***** Given text *****
REUTERS: The French may scoff at British cooking and fashion, but retailer Marks & Spencer (MKS.L) reckons France is yearning for its ready-made chicken tikka masala, gourmet chutney and sensible knickers.
The veteran British store opened a flagship store on Paris's Champs-Elysees on Thursday after a decade's absence from French soil, bringing the taste and feel of the British Isles to a city that sees itself as a world capital of food and fashion.
Britain's biggest clothing retailer, known too for its home goods and upmarket food, sparked howls of protest in 2001 when it shut up shop in France to stem losses in mainland Western Europe and focus on its home turf, leaving British expatriates and anglophile Parisians bereft.
***** Information supplied *****
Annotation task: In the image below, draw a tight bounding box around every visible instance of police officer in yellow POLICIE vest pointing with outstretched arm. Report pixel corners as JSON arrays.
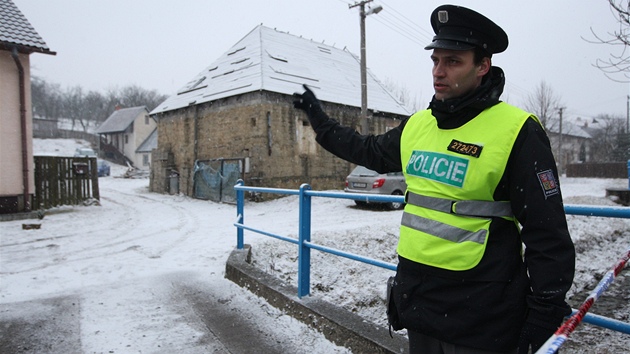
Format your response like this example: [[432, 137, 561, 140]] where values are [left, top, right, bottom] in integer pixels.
[[294, 5, 575, 353]]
*****
> **Task prompt**: Reproduce word for word the stretch of the Marks & Spencer article from "REUTERS: The French" through "anglophile Parisians bereft.". The listing that comes next was drawn from a separate source and has no connection to the article about Marks & Spencer.

> **Task solution**:
REUTERS: The French may scoff at British cooking and fashion, but retailer Marks & Spencer (MKS.L) reckons France is yearning for its ready-made chicken tikka masala, gourmet chutney and sensible knickers.
The veteran British store opened a flagship store on Paris's Champs-Elysees on Thursday after a decade's absence from French soil, bringing the taste and feel of the British Isles to a city that sees itself as a world capital of food and fashion.
Britain's biggest clothing retailer, known too for its home goods and upmarket food, sparked howls of protest in 2001 when it shut up shop in France to stem losses in mainland Western Europe and focus on its home turf, leaving British expatriates and anglophile Parisians bereft.